--- PROBLEM DESCRIPTION ---
Rewrite each line of the records below as a JSON list of strings, with one string per line and blank lines left out.

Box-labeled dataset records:
════

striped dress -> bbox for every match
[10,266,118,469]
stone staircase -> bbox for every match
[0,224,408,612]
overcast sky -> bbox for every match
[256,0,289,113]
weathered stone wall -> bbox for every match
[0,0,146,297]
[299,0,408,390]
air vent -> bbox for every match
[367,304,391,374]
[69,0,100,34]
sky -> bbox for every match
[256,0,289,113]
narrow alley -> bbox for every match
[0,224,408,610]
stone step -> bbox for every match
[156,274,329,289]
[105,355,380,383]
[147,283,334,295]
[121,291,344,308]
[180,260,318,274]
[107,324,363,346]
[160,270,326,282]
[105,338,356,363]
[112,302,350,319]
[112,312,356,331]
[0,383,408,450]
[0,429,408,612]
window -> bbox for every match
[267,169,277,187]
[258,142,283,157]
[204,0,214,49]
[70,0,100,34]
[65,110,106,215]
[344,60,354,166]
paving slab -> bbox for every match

════

--- ANSWER TO THIS TASK ---
[
  "striped dress -> bbox for every match",
  "[10,266,118,469]",
  "stone staircase -> bbox for every match",
  "[0,224,408,612]",
  "overcast sky -> bbox for every match",
  "[256,0,289,113]",
  "weathered stone wall -> bbox for every match",
  "[0,0,146,297]",
  "[299,0,408,390]",
  "air vent -> bbox for every match",
  "[367,304,391,374]",
  "[69,0,100,34]",
  "sky -> bbox for every match",
  "[256,0,289,113]",
  "narrow alley -> bbox for every match",
  "[0,224,408,610]",
  "stone step -> bbox for every match",
  "[156,274,329,289]",
  "[105,355,380,383]",
  "[147,283,334,295]",
  "[121,291,344,308]",
  "[180,260,318,274]",
  "[107,324,363,346]",
  "[160,270,326,282]",
  "[105,338,356,363]",
  "[112,302,350,319]",
  "[112,312,356,331]",
  "[0,383,408,450]",
  "[0,429,408,612]",
  "window -> bbox for every match",
  "[267,169,277,187]",
  "[258,142,283,157]",
  "[204,0,214,49]",
  "[70,0,100,34]",
  "[65,110,106,215]",
  "[344,60,354,166]",
  "paving slab -> bbox for every match"
]